## Start DATA IN THIS EXERCISE
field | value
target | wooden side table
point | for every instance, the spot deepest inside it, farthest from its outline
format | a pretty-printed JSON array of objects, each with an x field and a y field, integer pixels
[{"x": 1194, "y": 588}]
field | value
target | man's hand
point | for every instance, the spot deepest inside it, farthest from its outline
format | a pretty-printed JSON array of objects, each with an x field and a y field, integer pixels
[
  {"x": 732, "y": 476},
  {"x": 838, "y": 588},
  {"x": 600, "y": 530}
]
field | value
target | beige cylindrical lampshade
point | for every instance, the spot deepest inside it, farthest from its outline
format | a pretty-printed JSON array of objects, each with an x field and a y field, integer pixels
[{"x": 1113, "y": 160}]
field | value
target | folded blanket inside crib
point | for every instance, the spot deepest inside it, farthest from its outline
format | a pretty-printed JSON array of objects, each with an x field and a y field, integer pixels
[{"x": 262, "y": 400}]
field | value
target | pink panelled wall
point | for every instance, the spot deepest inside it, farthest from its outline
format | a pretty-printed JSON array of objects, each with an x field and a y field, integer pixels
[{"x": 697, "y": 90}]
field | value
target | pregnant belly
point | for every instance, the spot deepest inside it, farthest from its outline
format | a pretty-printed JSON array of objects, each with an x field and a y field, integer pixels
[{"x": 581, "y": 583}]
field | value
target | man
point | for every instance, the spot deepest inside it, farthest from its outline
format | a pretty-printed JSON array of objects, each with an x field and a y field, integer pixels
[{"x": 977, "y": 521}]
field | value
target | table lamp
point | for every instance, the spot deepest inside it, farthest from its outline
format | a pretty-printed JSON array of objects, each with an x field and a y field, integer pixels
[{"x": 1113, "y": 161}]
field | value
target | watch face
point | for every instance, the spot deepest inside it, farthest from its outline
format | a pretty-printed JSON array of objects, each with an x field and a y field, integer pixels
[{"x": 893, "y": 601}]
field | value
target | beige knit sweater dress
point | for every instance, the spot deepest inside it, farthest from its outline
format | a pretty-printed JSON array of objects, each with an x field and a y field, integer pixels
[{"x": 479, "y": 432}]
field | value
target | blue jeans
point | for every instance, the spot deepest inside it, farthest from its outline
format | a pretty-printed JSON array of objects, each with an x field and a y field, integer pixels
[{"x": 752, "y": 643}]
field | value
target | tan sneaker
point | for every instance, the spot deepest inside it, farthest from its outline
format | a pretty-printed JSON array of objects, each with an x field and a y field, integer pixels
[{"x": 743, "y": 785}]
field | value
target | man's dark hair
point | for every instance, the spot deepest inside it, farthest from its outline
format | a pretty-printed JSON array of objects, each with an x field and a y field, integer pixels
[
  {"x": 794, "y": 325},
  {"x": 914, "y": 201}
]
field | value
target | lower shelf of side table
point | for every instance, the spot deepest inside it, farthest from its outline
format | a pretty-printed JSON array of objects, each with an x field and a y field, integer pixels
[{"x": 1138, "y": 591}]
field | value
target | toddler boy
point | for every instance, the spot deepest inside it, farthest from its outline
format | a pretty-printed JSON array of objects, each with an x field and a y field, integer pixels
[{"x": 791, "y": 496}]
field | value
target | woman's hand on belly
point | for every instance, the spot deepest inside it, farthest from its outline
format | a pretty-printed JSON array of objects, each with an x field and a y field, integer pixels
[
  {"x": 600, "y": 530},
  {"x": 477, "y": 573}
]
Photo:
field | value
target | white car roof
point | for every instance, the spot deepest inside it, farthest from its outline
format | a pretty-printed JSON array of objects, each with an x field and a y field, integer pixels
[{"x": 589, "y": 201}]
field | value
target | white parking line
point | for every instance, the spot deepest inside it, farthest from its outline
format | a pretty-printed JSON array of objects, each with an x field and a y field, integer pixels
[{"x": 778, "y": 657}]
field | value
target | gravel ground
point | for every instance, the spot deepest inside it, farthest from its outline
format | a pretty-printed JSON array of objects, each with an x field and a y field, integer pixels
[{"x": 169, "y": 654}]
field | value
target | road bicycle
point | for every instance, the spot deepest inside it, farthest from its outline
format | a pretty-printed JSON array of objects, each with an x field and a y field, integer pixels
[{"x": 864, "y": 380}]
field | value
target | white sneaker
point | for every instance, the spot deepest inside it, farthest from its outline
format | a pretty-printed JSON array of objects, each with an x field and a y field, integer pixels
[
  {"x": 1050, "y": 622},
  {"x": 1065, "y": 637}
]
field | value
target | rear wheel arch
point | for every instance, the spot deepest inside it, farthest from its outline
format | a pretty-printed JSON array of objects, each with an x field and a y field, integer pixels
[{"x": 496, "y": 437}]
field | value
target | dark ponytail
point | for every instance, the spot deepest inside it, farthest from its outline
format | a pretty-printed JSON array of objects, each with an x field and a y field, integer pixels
## End DATA IN THIS EXERCISE
Every line of the material must be returned exactly as it appears.

RESPONSE:
field | value
target | wooden side table
point | for every instance, the spot deepest inside it, farthest from its outline
format | a pretty-printed JSON array of objects, each with an x field and a y field, integer pixels
[{"x": 1194, "y": 588}]
field | value
target | man's hand
point | for every instance, the spot deepest inside it, farthest from its outline
format | a pretty-printed JSON array of objects, each with an x field and a y field, integer pixels
[
  {"x": 732, "y": 476},
  {"x": 838, "y": 588},
  {"x": 600, "y": 530}
]
field | value
target | beige cylindrical lampshade
point | for every instance, the spot deepest inside it, farthest from its outline
format | a pretty-printed JSON array of objects, each with an x field and a y field, integer pixels
[{"x": 1113, "y": 160}]
field | value
target | folded blanket inside crib
point | for every instance, the spot deepest inside it, farthest from its outline
format | a pretty-printed JSON array of objects, each with an x field and a y field, integer pixels
[{"x": 262, "y": 400}]
field | value
target | pink panelled wall
point | for every instance, the spot deepest inside it, farthest from its outline
format | a pretty-printed JSON array of objects, each with an x field and a y field, integer pixels
[{"x": 697, "y": 90}]
field | value
target | pregnant belly
point | for every instance, the spot deepest inside it, farthest from its outline
format | a pretty-printed JSON array of objects, each with an x field and a y field, integer pixels
[{"x": 581, "y": 583}]
field | value
target | man
point | for every instance, the spot deepest inside it, farthest from its outline
format | a pretty-printed JSON array of objects, each with an x field and a y field, integer pixels
[{"x": 977, "y": 521}]
field | value
target | table lamp
point | for every instance, the spot deepest inside it, farthest from its outline
format | a pretty-printed JSON array of objects, each with an x field and a y field, integer pixels
[{"x": 1113, "y": 161}]
field | value
target | watch face
point | for every instance, the spot deepest inside it, farthest from its outline
format | a pretty-printed JSON array of objects, each with an x field and a y field, integer pixels
[{"x": 893, "y": 601}]
field | value
target | beige knit sweater dress
point | for every instance, the spot deepest inside it, farthest from its outline
format | a pretty-printed JSON array of objects, each with an x field and a y field, integer pixels
[{"x": 479, "y": 432}]
field | value
target | blue jeans
point | for every instance, the spot deepest inside it, farthest from its outline
format | a pretty-printed JSON array of objects, each with an x field and a y field, integer pixels
[{"x": 752, "y": 643}]
field | value
target | tan sneaker
point | for every instance, the spot deepest inside it, farthest from its outline
format | a pretty-printed JSON array of objects, each with an x field and a y field, integer pixels
[{"x": 743, "y": 785}]
field | value
target | man's dark hair
point | for every instance, the spot deepest inside it, farthest from its outline
format | a pretty-printed JSON array of objects, each with an x field and a y field, integer pixels
[
  {"x": 794, "y": 325},
  {"x": 914, "y": 201}
]
field | value
target | lower shelf of side table
point | for every instance, the spot deepest inside it, farthest from its outline
format | a pretty-printed JSON array of objects, each with an x field and a y field, integer pixels
[{"x": 1138, "y": 591}]
field | value
target | toddler boy
point | for every instance, the spot deepest inside it, farthest from its outline
format | a pretty-printed JSON array of objects, each with an x field and a y field, integer pixels
[{"x": 791, "y": 496}]
field | value
target | woman's hand on belly
point | for every instance, the spot deepest inside it, farthest from its outline
format | a pretty-printed JSON array of objects, each with an x field and a y field, integer pixels
[
  {"x": 600, "y": 530},
  {"x": 477, "y": 573}
]
Photo:
field | value
target | white car roof
point | for every instance, the spot deepest inside it, farthest from its outline
format | a pretty-printed JSON array of objects, each with an x field and a y field, integer pixels
[{"x": 589, "y": 201}]
field | value
target | white parking line
point | for every instance, the spot deepest inside it, farthest from its outline
format | a pretty-printed JSON array of objects, each with an x field and a y field, integer pixels
[{"x": 778, "y": 657}]
field | value
target | gravel ground
point | for every instance, the spot deepest inside it, farthest from its outline
format | a pretty-printed JSON array of objects, each with an x field and a y field, integer pixels
[{"x": 169, "y": 654}]
field | value
target | road bicycle
point | for every instance, the spot deepest inside it, farthest from its outline
format | a pretty-printed JSON array of objects, each with an x field and a y field, integer pixels
[{"x": 864, "y": 380}]
field | value
target | white sneaker
point | for every instance, the spot deepest inside it, farthest from its outline
format | a pretty-printed JSON array of objects, each with an x field and a y field, integer pixels
[
  {"x": 1050, "y": 622},
  {"x": 1065, "y": 637}
]
field | value
target | rear wheel arch
point | for every instance, the spot deepest inside it, farthest from its outline
format | a pretty-printed JSON array of objects, each with an x field and a y field, integer pixels
[{"x": 496, "y": 437}]
field | value
target | dark ponytail
point | for every instance, the spot deepest inside it, farthest from its outline
format | a pretty-printed JSON array of objects, each with an x field and a y field, integer pixels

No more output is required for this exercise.